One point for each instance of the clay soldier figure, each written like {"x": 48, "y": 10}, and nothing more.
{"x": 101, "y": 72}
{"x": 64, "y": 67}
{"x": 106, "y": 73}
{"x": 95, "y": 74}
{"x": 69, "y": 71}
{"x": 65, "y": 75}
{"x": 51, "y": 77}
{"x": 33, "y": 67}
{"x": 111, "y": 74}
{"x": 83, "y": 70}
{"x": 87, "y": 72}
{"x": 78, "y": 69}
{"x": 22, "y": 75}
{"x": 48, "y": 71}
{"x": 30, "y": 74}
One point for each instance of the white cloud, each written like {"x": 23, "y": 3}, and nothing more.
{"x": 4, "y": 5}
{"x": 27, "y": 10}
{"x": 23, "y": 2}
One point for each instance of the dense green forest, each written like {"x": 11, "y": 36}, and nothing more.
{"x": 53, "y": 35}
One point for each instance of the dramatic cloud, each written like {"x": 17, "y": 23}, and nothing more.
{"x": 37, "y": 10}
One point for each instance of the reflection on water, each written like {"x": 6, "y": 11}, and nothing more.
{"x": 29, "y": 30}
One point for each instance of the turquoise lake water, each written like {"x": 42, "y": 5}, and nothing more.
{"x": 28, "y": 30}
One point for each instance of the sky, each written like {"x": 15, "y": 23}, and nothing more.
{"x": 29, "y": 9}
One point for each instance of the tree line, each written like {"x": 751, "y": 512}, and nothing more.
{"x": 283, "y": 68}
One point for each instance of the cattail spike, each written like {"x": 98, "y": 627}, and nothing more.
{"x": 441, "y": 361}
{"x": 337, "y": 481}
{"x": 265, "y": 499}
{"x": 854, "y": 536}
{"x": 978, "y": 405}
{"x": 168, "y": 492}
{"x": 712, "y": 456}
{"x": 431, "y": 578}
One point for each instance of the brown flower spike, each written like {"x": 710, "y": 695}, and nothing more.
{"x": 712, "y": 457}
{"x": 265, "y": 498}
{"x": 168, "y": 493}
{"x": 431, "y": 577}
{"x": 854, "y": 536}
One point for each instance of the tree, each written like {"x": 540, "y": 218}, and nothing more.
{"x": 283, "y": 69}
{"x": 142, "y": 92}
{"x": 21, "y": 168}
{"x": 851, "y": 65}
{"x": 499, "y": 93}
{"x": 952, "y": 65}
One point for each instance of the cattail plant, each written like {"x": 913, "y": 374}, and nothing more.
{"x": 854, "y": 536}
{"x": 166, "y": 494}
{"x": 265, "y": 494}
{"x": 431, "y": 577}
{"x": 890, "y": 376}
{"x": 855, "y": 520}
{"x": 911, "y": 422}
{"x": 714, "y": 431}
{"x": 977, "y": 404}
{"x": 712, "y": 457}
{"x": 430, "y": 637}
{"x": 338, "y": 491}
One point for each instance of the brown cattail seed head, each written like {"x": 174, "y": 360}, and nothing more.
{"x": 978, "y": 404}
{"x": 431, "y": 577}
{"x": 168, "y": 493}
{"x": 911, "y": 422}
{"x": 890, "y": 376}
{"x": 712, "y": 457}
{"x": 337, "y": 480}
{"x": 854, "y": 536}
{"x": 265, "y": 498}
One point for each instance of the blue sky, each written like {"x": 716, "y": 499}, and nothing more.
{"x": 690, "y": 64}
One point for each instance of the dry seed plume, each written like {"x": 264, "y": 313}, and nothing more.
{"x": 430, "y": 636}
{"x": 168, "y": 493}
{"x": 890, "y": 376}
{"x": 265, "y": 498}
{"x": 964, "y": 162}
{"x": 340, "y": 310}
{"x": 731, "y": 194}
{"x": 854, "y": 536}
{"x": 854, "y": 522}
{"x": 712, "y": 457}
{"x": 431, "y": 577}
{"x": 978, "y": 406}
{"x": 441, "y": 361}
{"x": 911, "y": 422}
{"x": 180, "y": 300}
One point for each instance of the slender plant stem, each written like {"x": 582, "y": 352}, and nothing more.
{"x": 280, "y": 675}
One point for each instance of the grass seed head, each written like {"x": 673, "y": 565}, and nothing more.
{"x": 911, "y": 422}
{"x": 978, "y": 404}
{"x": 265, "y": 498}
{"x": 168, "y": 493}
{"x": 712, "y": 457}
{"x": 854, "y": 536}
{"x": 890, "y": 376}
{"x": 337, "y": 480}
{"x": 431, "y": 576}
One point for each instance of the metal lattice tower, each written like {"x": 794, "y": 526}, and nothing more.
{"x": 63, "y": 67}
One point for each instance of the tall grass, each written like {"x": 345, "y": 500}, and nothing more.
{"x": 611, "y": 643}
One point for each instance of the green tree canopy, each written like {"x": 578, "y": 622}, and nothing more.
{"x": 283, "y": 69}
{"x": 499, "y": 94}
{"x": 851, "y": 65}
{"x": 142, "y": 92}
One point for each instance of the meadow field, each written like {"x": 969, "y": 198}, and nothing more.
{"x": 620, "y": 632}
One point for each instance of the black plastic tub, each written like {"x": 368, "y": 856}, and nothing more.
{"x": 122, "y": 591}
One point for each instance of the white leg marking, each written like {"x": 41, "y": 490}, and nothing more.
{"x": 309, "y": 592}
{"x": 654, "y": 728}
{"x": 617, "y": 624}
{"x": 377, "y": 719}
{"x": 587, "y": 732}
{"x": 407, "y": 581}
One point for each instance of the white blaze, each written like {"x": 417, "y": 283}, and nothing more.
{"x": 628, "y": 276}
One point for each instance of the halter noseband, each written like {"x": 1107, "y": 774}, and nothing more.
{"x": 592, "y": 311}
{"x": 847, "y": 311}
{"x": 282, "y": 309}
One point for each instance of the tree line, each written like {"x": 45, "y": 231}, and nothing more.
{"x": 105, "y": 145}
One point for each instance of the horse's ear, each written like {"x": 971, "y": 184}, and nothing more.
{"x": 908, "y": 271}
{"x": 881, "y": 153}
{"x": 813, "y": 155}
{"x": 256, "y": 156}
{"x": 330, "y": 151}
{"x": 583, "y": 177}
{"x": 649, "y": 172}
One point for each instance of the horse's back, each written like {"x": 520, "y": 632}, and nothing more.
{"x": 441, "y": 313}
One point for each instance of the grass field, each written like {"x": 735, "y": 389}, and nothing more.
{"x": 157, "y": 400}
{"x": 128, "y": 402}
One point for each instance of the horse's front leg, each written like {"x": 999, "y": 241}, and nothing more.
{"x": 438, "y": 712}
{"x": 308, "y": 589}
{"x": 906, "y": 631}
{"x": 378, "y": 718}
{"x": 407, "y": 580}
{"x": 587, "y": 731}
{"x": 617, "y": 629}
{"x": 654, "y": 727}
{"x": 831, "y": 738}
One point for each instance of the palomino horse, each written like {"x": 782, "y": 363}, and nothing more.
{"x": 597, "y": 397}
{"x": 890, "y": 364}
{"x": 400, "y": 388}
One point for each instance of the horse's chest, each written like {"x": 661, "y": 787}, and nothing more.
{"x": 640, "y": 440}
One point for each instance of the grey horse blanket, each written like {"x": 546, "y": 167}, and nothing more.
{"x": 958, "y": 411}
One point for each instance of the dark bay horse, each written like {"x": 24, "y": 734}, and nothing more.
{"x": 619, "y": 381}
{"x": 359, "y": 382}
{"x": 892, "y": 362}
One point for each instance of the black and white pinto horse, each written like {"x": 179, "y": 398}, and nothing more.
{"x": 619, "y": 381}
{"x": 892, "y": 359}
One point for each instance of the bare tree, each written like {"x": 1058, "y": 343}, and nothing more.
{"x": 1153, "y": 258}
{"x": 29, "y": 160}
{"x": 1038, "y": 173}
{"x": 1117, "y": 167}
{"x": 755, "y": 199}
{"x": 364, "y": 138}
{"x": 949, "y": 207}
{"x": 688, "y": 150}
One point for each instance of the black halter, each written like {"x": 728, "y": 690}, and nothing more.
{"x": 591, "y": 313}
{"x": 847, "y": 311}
_ _ _ _ _
◆ **What the exercise asks**: Return every line exactly.

◆ **Written response**:
One point for each instance of the clay soldier figure, each written like {"x": 48, "y": 10}, and nothing more.
{"x": 101, "y": 72}
{"x": 64, "y": 67}
{"x": 106, "y": 73}
{"x": 95, "y": 74}
{"x": 69, "y": 71}
{"x": 65, "y": 75}
{"x": 51, "y": 77}
{"x": 33, "y": 67}
{"x": 111, "y": 74}
{"x": 83, "y": 70}
{"x": 87, "y": 72}
{"x": 78, "y": 69}
{"x": 22, "y": 75}
{"x": 48, "y": 71}
{"x": 30, "y": 74}
One point for each instance of the white cloud, each written like {"x": 23, "y": 3}, and nothing more.
{"x": 4, "y": 5}
{"x": 27, "y": 10}
{"x": 23, "y": 2}
One point for each instance of the dense green forest, each written like {"x": 11, "y": 36}, and nothing more.
{"x": 53, "y": 35}
One point for each instance of the dramatic cloud, each written like {"x": 17, "y": 23}, and nothing more.
{"x": 37, "y": 10}
One point for each instance of the reflection on water, each written like {"x": 6, "y": 11}, and nothing more.
{"x": 29, "y": 30}
One point for each instance of the turquoise lake water, each written like {"x": 42, "y": 5}, and nothing more.
{"x": 28, "y": 30}
One point for each instance of the sky, each written like {"x": 15, "y": 23}, and nothing more.
{"x": 29, "y": 9}
One point for each instance of the tree line, each written like {"x": 751, "y": 512}, and nothing more.
{"x": 283, "y": 68}
One point for each instance of the cattail spike, each written like {"x": 98, "y": 627}, and nothing more.
{"x": 441, "y": 361}
{"x": 337, "y": 481}
{"x": 265, "y": 499}
{"x": 854, "y": 536}
{"x": 978, "y": 405}
{"x": 168, "y": 492}
{"x": 712, "y": 456}
{"x": 431, "y": 578}
One point for each instance of the brown flower spike, each written like {"x": 710, "y": 695}, and nothing more.
{"x": 712, "y": 457}
{"x": 265, "y": 498}
{"x": 168, "y": 493}
{"x": 431, "y": 577}
{"x": 854, "y": 536}
One point for each instance of the tree, each written like {"x": 540, "y": 218}, and nothing more.
{"x": 283, "y": 69}
{"x": 142, "y": 92}
{"x": 21, "y": 168}
{"x": 851, "y": 65}
{"x": 499, "y": 93}
{"x": 952, "y": 65}
One point for each instance of the cattail plant, each written like {"x": 913, "y": 374}, and nothing more.
{"x": 854, "y": 536}
{"x": 166, "y": 494}
{"x": 265, "y": 494}
{"x": 431, "y": 577}
{"x": 890, "y": 376}
{"x": 855, "y": 520}
{"x": 911, "y": 422}
{"x": 714, "y": 431}
{"x": 977, "y": 404}
{"x": 712, "y": 457}
{"x": 430, "y": 637}
{"x": 338, "y": 491}
One point for each instance of the brown cattail seed head, each written like {"x": 174, "y": 360}, and nothing more.
{"x": 978, "y": 404}
{"x": 431, "y": 577}
{"x": 168, "y": 493}
{"x": 911, "y": 422}
{"x": 890, "y": 376}
{"x": 712, "y": 457}
{"x": 337, "y": 480}
{"x": 854, "y": 536}
{"x": 265, "y": 498}
One point for each instance of the blue sky, each written like {"x": 716, "y": 499}, and nothing more.
{"x": 690, "y": 64}
One point for each instance of the dry seed plume, each written like {"x": 264, "y": 313}, and nothing more.
{"x": 430, "y": 636}
{"x": 168, "y": 493}
{"x": 890, "y": 376}
{"x": 265, "y": 498}
{"x": 964, "y": 162}
{"x": 340, "y": 310}
{"x": 731, "y": 194}
{"x": 854, "y": 536}
{"x": 854, "y": 522}
{"x": 712, "y": 457}
{"x": 431, "y": 577}
{"x": 978, "y": 406}
{"x": 441, "y": 361}
{"x": 911, "y": 422}
{"x": 180, "y": 300}
One point for each instance of the slender plant stem, each written like {"x": 582, "y": 352}, and nothing more.
{"x": 280, "y": 675}
One point for each instance of the grass seed head, each written like {"x": 673, "y": 565}, and nothing more.
{"x": 911, "y": 422}
{"x": 978, "y": 404}
{"x": 265, "y": 498}
{"x": 168, "y": 493}
{"x": 712, "y": 457}
{"x": 854, "y": 536}
{"x": 890, "y": 376}
{"x": 337, "y": 480}
{"x": 431, "y": 576}
One point for each instance of the metal lattice tower, each written like {"x": 794, "y": 526}, and nothing more.
{"x": 63, "y": 67}
One point for each instance of the tall grass, each written like {"x": 345, "y": 500}, and nothing more.
{"x": 611, "y": 643}
One point for each instance of the green tree canopy, each written like {"x": 578, "y": 622}, and nothing more.
{"x": 283, "y": 69}
{"x": 499, "y": 94}
{"x": 851, "y": 65}
{"x": 142, "y": 92}
One point for each instance of the meadow field, each written like {"x": 969, "y": 198}, and nothing more.
{"x": 620, "y": 632}
One point for each instance of the black plastic tub, each written like {"x": 368, "y": 856}, and nothing more.
{"x": 122, "y": 591}
One point for each instance of the white leg marking, each written like {"x": 41, "y": 490}, and nothing more.
{"x": 309, "y": 592}
{"x": 654, "y": 728}
{"x": 617, "y": 624}
{"x": 377, "y": 719}
{"x": 587, "y": 732}
{"x": 407, "y": 581}
One point for each instance of the white blaze, each written like {"x": 417, "y": 283}, and nothing more.
{"x": 628, "y": 276}
One point for each instance of the halter noseband, each written like {"x": 1107, "y": 774}, and nothing more.
{"x": 592, "y": 311}
{"x": 847, "y": 311}
{"x": 282, "y": 309}
One point for each instance of the tree line, each written like {"x": 45, "y": 231}, and nothing more.
{"x": 105, "y": 145}
One point for each instance of the horse's ear, each written like {"x": 971, "y": 184}, and nothing more.
{"x": 908, "y": 271}
{"x": 881, "y": 153}
{"x": 813, "y": 155}
{"x": 256, "y": 156}
{"x": 330, "y": 151}
{"x": 583, "y": 177}
{"x": 649, "y": 172}
One point for each instance of the horse's back, each written like {"x": 520, "y": 632}, and nothing more.
{"x": 441, "y": 313}
One point for each instance of the grass field, each written like {"x": 735, "y": 389}, and nothing more.
{"x": 157, "y": 400}
{"x": 128, "y": 402}
One point for each instance of the horse's front leg, each written like {"x": 999, "y": 241}, and nothing more.
{"x": 438, "y": 712}
{"x": 308, "y": 589}
{"x": 906, "y": 631}
{"x": 378, "y": 718}
{"x": 407, "y": 580}
{"x": 587, "y": 731}
{"x": 617, "y": 629}
{"x": 654, "y": 727}
{"x": 831, "y": 738}
One point for each instance of the palomino horse, each written like {"x": 782, "y": 363}, and nothing more.
{"x": 597, "y": 397}
{"x": 890, "y": 364}
{"x": 400, "y": 388}
One point for each instance of the horse's chest, each written like {"x": 661, "y": 787}, and nothing more.
{"x": 640, "y": 440}
One point for each instance of the grey horse blanket, each written like {"x": 546, "y": 167}, and nothing more.
{"x": 958, "y": 411}
One point for each instance of the dark bay horse, each written like {"x": 24, "y": 734}, and nothing more.
{"x": 619, "y": 381}
{"x": 359, "y": 382}
{"x": 892, "y": 362}
One point for each instance of the black and white pinto horse, each written like {"x": 179, "y": 398}, and nothing more.
{"x": 619, "y": 381}
{"x": 892, "y": 359}
One point for each instance of the bare tree, each written like {"x": 1058, "y": 343}, and nothing more.
{"x": 1153, "y": 258}
{"x": 29, "y": 160}
{"x": 1038, "y": 173}
{"x": 1117, "y": 167}
{"x": 755, "y": 199}
{"x": 364, "y": 138}
{"x": 949, "y": 207}
{"x": 688, "y": 150}
One point for each instance of the black halter, each written like {"x": 728, "y": 690}, and nothing more.
{"x": 591, "y": 313}
{"x": 847, "y": 311}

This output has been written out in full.